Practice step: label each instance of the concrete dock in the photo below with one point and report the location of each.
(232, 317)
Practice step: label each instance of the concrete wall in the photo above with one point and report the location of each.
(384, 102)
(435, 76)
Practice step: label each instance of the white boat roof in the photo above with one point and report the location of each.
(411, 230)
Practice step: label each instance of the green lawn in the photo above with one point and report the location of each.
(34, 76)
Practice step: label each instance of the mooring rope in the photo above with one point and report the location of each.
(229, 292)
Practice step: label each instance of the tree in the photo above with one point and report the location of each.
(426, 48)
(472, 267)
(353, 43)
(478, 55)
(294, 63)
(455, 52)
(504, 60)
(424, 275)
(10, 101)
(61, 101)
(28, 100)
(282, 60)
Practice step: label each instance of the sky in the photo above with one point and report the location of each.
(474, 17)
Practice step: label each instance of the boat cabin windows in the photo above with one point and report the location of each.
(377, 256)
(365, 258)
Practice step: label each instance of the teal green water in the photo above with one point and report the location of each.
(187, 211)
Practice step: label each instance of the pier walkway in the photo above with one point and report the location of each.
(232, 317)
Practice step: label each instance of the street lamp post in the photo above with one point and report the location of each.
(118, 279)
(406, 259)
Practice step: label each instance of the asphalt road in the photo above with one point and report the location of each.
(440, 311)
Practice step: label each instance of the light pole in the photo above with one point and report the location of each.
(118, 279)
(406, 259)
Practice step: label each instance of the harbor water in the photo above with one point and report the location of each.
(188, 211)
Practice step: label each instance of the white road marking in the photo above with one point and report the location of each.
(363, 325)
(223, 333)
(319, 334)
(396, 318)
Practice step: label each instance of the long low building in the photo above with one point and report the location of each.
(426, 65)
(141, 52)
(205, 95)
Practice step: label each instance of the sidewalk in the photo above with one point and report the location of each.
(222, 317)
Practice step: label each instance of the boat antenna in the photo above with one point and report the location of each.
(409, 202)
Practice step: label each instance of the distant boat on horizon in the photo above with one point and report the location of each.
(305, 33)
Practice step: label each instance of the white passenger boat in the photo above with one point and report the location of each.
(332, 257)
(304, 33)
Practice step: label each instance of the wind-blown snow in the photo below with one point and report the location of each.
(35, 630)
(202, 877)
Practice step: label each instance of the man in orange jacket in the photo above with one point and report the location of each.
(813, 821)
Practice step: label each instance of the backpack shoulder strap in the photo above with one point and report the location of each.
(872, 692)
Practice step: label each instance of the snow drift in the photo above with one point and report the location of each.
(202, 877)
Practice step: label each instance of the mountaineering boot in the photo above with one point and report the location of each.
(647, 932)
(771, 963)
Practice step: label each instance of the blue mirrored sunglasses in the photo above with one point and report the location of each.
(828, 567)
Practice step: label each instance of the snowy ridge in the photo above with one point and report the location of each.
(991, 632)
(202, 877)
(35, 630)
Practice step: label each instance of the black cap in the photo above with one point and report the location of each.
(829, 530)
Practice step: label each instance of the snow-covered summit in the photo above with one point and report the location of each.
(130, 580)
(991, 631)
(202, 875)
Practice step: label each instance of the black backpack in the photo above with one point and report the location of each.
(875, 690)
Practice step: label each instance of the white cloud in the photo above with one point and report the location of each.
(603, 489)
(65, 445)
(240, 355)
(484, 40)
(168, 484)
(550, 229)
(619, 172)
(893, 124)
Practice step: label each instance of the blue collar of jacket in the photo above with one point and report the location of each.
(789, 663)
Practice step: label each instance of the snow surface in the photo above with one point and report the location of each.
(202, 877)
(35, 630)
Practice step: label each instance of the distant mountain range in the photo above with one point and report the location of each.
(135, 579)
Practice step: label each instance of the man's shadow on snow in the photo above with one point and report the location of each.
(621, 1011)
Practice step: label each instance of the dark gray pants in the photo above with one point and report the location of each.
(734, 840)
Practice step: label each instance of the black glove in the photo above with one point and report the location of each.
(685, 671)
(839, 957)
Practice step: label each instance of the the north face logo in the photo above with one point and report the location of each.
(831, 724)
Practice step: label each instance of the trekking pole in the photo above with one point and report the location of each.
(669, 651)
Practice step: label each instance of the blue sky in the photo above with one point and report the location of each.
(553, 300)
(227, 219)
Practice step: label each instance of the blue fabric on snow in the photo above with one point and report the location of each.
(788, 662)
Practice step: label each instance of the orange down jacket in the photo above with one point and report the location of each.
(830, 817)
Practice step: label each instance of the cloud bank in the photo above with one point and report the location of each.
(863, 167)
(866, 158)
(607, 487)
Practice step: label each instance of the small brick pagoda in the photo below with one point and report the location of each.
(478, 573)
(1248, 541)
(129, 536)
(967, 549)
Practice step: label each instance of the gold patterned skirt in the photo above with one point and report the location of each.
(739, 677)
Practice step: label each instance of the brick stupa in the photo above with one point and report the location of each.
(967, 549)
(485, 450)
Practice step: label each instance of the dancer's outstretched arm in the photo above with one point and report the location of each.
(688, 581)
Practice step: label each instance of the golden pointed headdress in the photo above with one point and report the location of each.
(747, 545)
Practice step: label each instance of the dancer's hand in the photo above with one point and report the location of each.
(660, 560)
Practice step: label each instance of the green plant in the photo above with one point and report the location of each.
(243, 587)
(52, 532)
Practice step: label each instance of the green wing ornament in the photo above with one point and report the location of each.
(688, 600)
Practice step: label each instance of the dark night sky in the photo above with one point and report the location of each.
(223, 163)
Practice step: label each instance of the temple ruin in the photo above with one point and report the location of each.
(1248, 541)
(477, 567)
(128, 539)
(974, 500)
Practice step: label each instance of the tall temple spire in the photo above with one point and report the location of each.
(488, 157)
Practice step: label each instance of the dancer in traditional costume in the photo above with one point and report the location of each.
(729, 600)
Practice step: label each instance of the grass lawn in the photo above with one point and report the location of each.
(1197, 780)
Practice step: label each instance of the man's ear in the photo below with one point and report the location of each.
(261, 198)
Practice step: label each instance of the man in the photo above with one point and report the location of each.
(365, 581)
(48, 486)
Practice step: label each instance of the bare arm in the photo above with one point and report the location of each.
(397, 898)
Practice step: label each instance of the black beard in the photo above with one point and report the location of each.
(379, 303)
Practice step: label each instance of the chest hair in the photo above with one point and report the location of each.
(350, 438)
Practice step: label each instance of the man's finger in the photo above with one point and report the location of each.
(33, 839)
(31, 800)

# Stated problem
Rescale the rows from the line with "Practice step: label each instance of the dancer in" up to and including the line with "(1197, 780)". Write out each of those lines again, requests included, and multiply every point coordinate in the answers by 1.45, rounding to whole numbers with halves going up.

# Task response
Practice step: label each instance of the dancer in traditional costume in the photo above with one point and report the location of each.
(1057, 870)
Practice step: label each instance of the grass lawn in the photo above with one point and report the location of each.
(1736, 1131)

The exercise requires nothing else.